Start Raw records

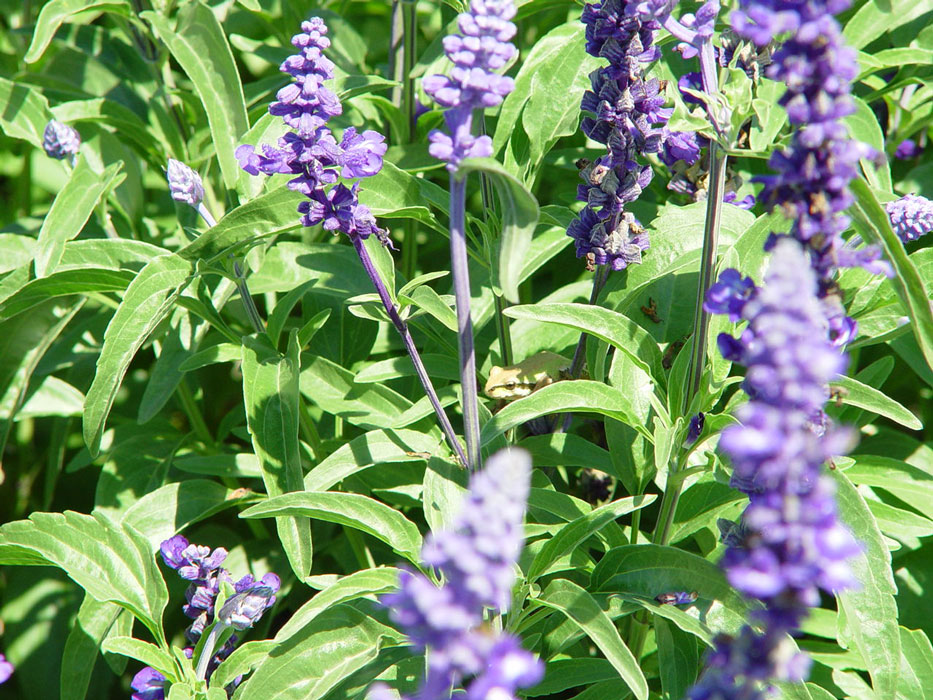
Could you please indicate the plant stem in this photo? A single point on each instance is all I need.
(459, 267)
(409, 343)
(579, 354)
(252, 313)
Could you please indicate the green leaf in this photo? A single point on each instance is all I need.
(350, 509)
(147, 653)
(270, 392)
(876, 227)
(863, 126)
(61, 284)
(270, 214)
(222, 352)
(171, 508)
(559, 54)
(519, 219)
(198, 44)
(580, 607)
(93, 623)
(53, 397)
(396, 194)
(57, 12)
(916, 672)
(857, 394)
(572, 534)
(24, 112)
(332, 387)
(365, 451)
(580, 395)
(877, 17)
(310, 663)
(609, 326)
(868, 620)
(366, 583)
(648, 570)
(111, 563)
(147, 301)
(70, 211)
(678, 658)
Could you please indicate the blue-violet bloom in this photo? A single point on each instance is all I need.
(60, 141)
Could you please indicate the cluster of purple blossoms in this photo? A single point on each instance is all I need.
(480, 49)
(814, 171)
(628, 117)
(911, 216)
(203, 567)
(311, 153)
(60, 141)
(790, 542)
(476, 559)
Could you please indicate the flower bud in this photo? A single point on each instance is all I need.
(60, 141)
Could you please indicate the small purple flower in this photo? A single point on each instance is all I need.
(680, 145)
(677, 598)
(911, 216)
(149, 684)
(243, 610)
(184, 183)
(60, 141)
(729, 294)
(172, 550)
(907, 149)
(6, 669)
(311, 153)
(476, 558)
(481, 48)
(200, 562)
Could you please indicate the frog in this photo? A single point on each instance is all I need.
(529, 375)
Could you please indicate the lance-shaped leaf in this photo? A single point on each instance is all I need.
(148, 299)
(519, 218)
(112, 563)
(270, 391)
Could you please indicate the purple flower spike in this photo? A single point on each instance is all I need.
(907, 149)
(184, 183)
(627, 114)
(911, 216)
(6, 669)
(789, 544)
(149, 684)
(311, 153)
(811, 184)
(172, 549)
(476, 559)
(243, 610)
(481, 48)
(60, 141)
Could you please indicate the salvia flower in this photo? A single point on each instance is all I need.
(60, 141)
(203, 568)
(813, 172)
(476, 560)
(184, 184)
(481, 49)
(790, 542)
(148, 684)
(627, 115)
(907, 149)
(911, 216)
(311, 153)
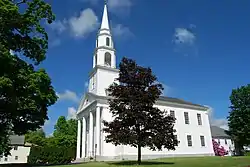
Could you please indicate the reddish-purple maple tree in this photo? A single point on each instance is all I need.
(219, 150)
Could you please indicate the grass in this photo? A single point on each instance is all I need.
(176, 162)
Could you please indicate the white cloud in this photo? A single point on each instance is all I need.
(185, 41)
(12, 52)
(220, 122)
(55, 42)
(93, 2)
(78, 26)
(84, 24)
(71, 113)
(114, 6)
(184, 36)
(121, 31)
(59, 26)
(68, 95)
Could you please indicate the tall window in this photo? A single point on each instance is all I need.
(176, 138)
(107, 59)
(186, 117)
(189, 140)
(172, 114)
(95, 59)
(202, 138)
(199, 119)
(107, 41)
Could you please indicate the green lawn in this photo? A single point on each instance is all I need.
(178, 162)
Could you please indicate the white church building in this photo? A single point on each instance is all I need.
(192, 123)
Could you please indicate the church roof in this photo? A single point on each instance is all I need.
(180, 101)
(163, 100)
(16, 140)
(218, 132)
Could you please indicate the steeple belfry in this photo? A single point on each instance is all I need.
(104, 53)
(104, 69)
(105, 20)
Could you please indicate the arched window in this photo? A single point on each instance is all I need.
(107, 59)
(95, 59)
(107, 41)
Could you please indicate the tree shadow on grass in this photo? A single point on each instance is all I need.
(142, 163)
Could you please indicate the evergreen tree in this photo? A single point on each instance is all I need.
(239, 116)
(25, 90)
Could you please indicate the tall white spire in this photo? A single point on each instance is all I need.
(105, 20)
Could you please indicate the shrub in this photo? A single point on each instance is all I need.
(219, 150)
(51, 155)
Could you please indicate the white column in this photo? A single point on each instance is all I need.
(78, 147)
(83, 137)
(91, 133)
(98, 129)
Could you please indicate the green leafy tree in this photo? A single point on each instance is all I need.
(25, 90)
(37, 137)
(65, 132)
(239, 116)
(136, 121)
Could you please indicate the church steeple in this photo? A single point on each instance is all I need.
(104, 69)
(104, 52)
(105, 20)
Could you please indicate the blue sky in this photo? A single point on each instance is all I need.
(198, 49)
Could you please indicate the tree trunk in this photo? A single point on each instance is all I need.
(139, 153)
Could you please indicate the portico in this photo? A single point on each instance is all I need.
(89, 133)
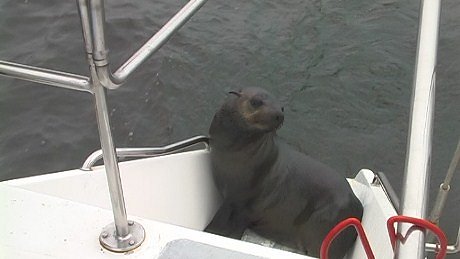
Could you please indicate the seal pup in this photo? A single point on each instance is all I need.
(271, 188)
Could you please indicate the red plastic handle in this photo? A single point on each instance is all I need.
(338, 229)
(419, 223)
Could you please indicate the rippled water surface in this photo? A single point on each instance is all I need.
(343, 70)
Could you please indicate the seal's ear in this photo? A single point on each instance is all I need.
(235, 93)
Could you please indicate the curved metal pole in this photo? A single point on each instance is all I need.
(113, 81)
(146, 152)
(45, 76)
(417, 170)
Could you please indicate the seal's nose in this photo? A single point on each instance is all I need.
(279, 118)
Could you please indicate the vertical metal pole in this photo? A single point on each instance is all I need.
(110, 162)
(122, 235)
(417, 170)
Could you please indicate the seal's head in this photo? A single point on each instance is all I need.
(254, 109)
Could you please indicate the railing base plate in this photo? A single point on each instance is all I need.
(112, 242)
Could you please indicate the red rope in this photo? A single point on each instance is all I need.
(338, 229)
(420, 223)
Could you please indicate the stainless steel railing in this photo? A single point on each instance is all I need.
(417, 169)
(122, 235)
(146, 152)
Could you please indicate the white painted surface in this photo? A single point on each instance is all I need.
(61, 215)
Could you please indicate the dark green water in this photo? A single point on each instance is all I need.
(343, 70)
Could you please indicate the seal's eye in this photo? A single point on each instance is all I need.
(256, 103)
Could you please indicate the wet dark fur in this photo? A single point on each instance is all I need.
(270, 187)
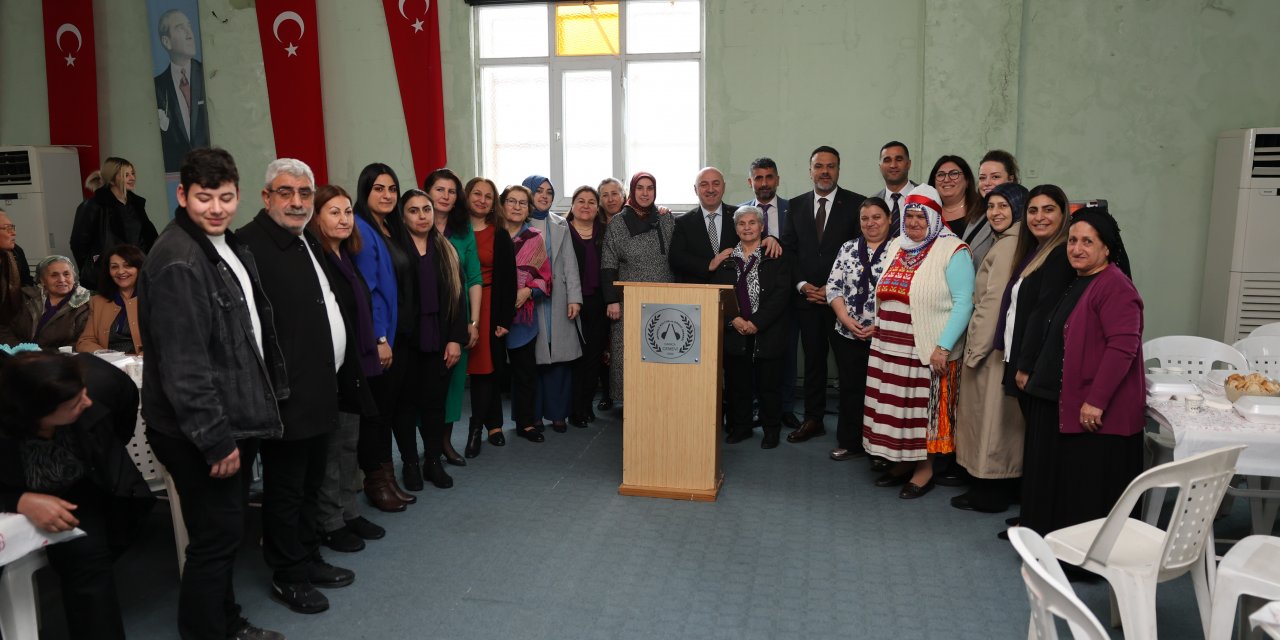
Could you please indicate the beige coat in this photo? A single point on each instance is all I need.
(988, 425)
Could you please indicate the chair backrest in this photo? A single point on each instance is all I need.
(1193, 353)
(1201, 481)
(1262, 352)
(1267, 329)
(1050, 593)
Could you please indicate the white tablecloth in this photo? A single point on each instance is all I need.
(18, 536)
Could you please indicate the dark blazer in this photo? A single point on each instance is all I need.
(353, 393)
(776, 291)
(691, 250)
(174, 140)
(301, 323)
(813, 259)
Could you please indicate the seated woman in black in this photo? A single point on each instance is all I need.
(63, 425)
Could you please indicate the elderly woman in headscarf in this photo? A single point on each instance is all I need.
(54, 311)
(635, 250)
(558, 330)
(923, 305)
(1087, 389)
(755, 337)
(988, 425)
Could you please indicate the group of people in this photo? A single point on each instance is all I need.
(970, 320)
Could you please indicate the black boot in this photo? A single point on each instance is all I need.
(474, 438)
(434, 471)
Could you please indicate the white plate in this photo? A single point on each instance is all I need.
(1258, 408)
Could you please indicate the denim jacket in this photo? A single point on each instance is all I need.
(202, 376)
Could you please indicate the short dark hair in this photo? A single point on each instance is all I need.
(763, 163)
(32, 385)
(327, 192)
(132, 256)
(209, 167)
(824, 149)
(896, 144)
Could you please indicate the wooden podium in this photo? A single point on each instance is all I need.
(672, 410)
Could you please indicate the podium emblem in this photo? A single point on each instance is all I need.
(671, 333)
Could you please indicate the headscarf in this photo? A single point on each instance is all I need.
(1109, 232)
(631, 193)
(924, 199)
(1013, 193)
(533, 183)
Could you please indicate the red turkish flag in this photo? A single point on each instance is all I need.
(414, 27)
(71, 72)
(291, 55)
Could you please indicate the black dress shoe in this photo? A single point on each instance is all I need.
(434, 471)
(365, 529)
(298, 597)
(342, 539)
(913, 490)
(327, 576)
(411, 475)
(888, 479)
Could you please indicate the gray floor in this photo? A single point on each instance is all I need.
(535, 543)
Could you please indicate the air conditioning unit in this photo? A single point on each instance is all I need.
(40, 188)
(1242, 259)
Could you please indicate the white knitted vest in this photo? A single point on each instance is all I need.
(931, 297)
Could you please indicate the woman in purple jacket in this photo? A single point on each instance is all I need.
(1088, 385)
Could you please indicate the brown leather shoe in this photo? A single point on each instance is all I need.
(407, 498)
(379, 492)
(808, 429)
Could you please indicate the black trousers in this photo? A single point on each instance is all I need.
(739, 373)
(420, 406)
(292, 474)
(586, 369)
(816, 328)
(485, 401)
(214, 513)
(524, 383)
(83, 566)
(374, 446)
(851, 356)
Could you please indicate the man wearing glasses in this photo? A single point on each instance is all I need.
(314, 342)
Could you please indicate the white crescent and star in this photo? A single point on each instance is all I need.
(288, 17)
(58, 40)
(417, 23)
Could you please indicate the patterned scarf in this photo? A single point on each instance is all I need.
(748, 286)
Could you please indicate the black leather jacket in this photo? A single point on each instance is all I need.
(202, 376)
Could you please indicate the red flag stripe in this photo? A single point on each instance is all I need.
(71, 73)
(291, 56)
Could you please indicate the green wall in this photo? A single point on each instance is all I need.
(1119, 100)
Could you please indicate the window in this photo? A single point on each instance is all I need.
(583, 91)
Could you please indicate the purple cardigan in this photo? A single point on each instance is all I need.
(1104, 362)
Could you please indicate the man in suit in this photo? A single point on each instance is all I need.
(817, 225)
(314, 342)
(763, 179)
(895, 164)
(694, 256)
(181, 91)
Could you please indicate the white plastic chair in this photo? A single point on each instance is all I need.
(1267, 329)
(1134, 556)
(1198, 356)
(19, 608)
(1252, 567)
(1050, 593)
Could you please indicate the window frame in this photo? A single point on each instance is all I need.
(617, 65)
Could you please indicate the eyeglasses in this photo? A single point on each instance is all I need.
(287, 192)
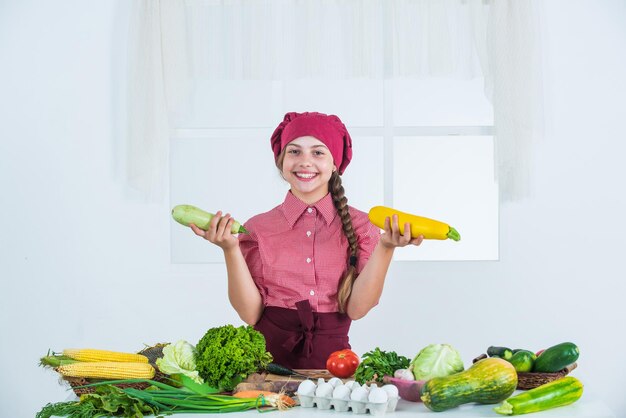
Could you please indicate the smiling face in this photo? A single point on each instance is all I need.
(307, 167)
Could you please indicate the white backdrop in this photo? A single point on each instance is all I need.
(85, 262)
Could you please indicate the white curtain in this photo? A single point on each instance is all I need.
(175, 41)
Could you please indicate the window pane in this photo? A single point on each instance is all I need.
(344, 98)
(363, 180)
(440, 102)
(451, 179)
(233, 175)
(238, 175)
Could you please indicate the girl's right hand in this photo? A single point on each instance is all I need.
(219, 231)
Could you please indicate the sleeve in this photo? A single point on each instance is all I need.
(249, 245)
(368, 236)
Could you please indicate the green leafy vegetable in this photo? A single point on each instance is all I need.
(436, 360)
(107, 401)
(377, 363)
(226, 355)
(179, 358)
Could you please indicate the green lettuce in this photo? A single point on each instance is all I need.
(436, 360)
(179, 358)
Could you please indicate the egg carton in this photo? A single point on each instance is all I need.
(379, 406)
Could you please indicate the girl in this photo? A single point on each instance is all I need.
(311, 265)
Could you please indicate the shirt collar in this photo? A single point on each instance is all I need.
(293, 208)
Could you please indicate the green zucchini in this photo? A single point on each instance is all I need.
(523, 360)
(490, 380)
(560, 392)
(188, 214)
(556, 358)
(501, 352)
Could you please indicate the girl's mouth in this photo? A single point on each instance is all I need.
(305, 176)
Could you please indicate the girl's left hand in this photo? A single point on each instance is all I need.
(393, 238)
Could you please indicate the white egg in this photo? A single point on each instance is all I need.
(324, 390)
(378, 395)
(341, 392)
(306, 388)
(359, 394)
(350, 384)
(391, 390)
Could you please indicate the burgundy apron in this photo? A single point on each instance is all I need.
(302, 339)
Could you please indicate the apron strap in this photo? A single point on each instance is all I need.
(307, 322)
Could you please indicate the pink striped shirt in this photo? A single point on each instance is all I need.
(298, 251)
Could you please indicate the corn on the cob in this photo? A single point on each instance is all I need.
(90, 354)
(108, 370)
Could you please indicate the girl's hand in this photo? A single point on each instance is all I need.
(392, 237)
(219, 231)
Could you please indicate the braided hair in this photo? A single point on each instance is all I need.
(338, 195)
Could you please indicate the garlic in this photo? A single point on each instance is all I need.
(341, 392)
(391, 390)
(306, 388)
(324, 390)
(378, 395)
(404, 374)
(359, 394)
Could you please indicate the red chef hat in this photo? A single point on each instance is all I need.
(327, 128)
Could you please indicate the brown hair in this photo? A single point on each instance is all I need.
(340, 201)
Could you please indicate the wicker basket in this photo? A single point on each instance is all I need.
(153, 353)
(532, 380)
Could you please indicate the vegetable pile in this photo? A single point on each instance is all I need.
(377, 364)
(189, 379)
(550, 360)
(227, 355)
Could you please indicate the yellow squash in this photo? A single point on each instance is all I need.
(429, 228)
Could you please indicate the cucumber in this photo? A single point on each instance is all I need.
(501, 352)
(523, 360)
(556, 358)
(560, 392)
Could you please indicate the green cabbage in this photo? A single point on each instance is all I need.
(179, 359)
(436, 360)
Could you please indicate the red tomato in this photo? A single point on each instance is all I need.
(342, 363)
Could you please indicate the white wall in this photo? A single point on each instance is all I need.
(85, 262)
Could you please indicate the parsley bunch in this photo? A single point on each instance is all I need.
(377, 363)
(226, 355)
(105, 401)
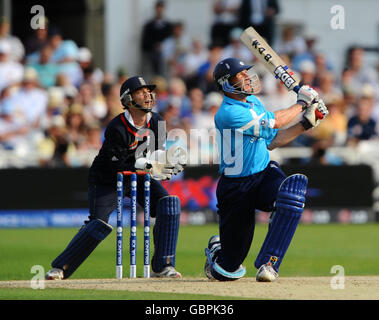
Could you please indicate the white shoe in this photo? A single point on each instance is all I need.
(266, 273)
(54, 274)
(167, 272)
(213, 246)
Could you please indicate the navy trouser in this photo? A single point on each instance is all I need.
(238, 198)
(103, 198)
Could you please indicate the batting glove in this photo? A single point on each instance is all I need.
(306, 96)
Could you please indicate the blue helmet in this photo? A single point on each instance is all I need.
(227, 69)
(130, 85)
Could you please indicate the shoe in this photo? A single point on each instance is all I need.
(167, 272)
(54, 274)
(266, 273)
(214, 245)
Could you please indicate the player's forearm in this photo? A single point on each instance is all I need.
(285, 136)
(285, 116)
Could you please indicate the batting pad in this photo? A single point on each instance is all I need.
(286, 216)
(81, 246)
(165, 232)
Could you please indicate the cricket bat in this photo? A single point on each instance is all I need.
(268, 57)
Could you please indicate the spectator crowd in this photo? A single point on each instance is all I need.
(55, 103)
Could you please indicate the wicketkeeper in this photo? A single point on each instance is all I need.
(249, 180)
(132, 142)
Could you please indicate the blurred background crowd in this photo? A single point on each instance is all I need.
(55, 102)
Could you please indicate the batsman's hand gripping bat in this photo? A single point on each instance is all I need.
(268, 57)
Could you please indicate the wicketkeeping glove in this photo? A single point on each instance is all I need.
(314, 115)
(177, 156)
(306, 96)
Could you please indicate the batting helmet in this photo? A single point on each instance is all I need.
(227, 69)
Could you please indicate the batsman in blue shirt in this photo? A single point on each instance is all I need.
(249, 181)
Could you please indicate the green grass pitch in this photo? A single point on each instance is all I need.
(313, 252)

End Raw records

* Stated task *
Your task is to extract the lines running from the one with "Could you please indicate the wicketkeeping" to the end of the material, inclusive, copying each exactly and adding nothing.

* Solution to this problem *
Could you please indicate the wicketkeeping glove in this photo? A single point on each instance is all I need.
(314, 115)
(177, 156)
(306, 96)
Could you please indicate the batting helmet in this photo? A single point on each instance is all I need.
(227, 69)
Could you please indicate the batsman in blue shirt in this photo? A single point on each instance is all I need.
(249, 181)
Could you please indicate the green grass pitch in this photo? A single point on each instance is all I need.
(313, 252)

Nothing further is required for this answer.